>>>

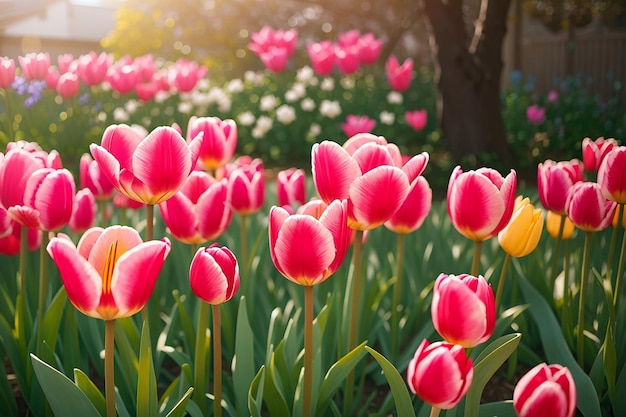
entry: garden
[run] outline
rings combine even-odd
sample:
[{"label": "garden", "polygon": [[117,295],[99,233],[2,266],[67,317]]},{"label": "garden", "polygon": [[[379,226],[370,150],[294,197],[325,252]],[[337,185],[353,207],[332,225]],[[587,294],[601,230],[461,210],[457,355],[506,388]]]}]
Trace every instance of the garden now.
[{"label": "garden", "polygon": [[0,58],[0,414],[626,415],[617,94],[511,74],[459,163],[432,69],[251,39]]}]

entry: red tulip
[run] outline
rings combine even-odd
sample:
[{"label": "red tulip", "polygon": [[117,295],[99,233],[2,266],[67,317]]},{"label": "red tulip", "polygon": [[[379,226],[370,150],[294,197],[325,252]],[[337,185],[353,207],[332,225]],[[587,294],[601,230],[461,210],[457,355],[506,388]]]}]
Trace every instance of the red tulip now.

<<<
>>>

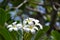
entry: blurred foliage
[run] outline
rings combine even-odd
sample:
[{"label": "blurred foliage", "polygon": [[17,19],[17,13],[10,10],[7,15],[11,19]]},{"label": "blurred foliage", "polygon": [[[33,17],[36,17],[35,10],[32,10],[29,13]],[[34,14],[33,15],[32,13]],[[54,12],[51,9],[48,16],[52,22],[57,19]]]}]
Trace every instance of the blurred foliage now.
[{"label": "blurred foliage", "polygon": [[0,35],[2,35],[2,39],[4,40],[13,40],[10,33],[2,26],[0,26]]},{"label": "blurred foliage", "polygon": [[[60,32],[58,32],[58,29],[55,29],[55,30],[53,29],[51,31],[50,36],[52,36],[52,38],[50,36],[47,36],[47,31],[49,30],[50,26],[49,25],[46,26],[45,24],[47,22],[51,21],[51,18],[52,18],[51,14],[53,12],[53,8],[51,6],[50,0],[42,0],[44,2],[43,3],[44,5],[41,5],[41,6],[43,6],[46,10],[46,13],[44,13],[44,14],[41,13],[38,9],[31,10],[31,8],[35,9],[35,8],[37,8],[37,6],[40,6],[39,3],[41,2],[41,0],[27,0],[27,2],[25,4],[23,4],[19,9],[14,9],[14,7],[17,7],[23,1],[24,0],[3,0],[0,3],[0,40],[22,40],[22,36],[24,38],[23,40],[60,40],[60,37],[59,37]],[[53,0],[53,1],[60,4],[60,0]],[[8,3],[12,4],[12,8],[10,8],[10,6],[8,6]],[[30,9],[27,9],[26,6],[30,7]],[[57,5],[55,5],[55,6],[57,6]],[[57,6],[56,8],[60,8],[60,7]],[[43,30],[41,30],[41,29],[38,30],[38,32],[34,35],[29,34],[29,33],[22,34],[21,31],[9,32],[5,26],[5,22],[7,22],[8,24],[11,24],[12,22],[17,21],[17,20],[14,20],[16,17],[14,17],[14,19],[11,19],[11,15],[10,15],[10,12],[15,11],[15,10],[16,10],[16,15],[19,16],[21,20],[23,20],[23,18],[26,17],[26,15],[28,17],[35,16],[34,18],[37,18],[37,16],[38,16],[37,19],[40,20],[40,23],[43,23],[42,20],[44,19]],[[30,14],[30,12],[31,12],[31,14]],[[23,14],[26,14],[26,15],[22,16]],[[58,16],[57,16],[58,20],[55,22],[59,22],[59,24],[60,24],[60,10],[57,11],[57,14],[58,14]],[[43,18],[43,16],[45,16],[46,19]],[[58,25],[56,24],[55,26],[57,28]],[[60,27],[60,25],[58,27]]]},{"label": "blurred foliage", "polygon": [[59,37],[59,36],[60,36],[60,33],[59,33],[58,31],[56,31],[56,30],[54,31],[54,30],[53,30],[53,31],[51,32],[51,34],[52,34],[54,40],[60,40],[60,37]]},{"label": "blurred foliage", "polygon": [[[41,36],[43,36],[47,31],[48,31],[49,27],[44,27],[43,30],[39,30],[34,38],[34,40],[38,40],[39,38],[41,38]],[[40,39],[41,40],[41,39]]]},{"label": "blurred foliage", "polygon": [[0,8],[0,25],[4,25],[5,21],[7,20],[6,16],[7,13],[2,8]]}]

<<<
>>>

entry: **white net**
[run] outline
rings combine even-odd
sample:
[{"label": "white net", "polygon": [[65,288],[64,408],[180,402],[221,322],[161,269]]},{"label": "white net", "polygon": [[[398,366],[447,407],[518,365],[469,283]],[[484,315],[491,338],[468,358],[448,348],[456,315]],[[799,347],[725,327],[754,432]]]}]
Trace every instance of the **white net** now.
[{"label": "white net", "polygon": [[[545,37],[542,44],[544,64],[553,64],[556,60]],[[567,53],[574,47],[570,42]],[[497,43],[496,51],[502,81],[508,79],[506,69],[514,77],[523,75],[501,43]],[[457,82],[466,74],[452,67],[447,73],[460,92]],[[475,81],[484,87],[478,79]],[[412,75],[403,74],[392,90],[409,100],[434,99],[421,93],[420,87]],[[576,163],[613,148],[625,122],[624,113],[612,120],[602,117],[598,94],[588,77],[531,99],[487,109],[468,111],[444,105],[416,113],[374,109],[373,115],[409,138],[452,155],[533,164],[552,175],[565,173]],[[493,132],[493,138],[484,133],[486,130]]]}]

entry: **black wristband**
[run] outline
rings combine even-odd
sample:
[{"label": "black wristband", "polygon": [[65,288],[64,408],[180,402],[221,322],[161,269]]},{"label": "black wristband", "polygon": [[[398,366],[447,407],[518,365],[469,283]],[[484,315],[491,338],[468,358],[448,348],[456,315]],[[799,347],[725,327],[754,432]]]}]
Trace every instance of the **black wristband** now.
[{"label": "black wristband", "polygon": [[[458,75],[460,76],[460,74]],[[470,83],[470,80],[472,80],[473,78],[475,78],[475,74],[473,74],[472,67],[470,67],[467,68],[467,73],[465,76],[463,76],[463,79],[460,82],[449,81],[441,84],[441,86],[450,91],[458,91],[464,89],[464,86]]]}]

<<<

» **About this task**: Check the entries above line by line and return each one containing the word "entry".

» **Response to the exercise**:
entry: garden
entry: red tulip
entry: blurred foliage
entry: **white net**
entry: **black wristband**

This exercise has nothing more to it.